>>>>
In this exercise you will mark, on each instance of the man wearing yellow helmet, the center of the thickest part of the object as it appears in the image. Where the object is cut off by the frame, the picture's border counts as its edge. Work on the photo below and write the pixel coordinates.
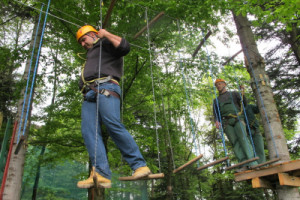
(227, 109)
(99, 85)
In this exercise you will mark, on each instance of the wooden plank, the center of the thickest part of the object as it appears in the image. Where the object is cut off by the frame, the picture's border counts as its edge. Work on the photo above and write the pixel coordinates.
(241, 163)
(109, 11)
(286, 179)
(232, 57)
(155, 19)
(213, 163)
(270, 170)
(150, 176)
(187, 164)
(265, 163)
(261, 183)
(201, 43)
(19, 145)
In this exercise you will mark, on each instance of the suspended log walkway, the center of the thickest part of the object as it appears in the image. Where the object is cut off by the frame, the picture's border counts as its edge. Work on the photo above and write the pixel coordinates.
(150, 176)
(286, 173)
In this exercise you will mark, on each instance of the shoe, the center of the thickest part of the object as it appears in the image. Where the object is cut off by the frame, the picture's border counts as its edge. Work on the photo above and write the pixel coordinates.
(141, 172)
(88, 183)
<<<<
>>>>
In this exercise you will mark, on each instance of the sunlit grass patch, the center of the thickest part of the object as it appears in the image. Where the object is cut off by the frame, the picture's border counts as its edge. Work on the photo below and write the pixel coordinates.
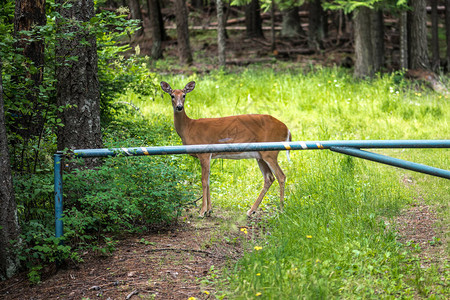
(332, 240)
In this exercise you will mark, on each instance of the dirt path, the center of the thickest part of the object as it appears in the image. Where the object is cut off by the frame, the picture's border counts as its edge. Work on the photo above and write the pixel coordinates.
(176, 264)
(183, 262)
<<<<
Сколько строк в записях выше содержат слово "below"? Напишите только число.

2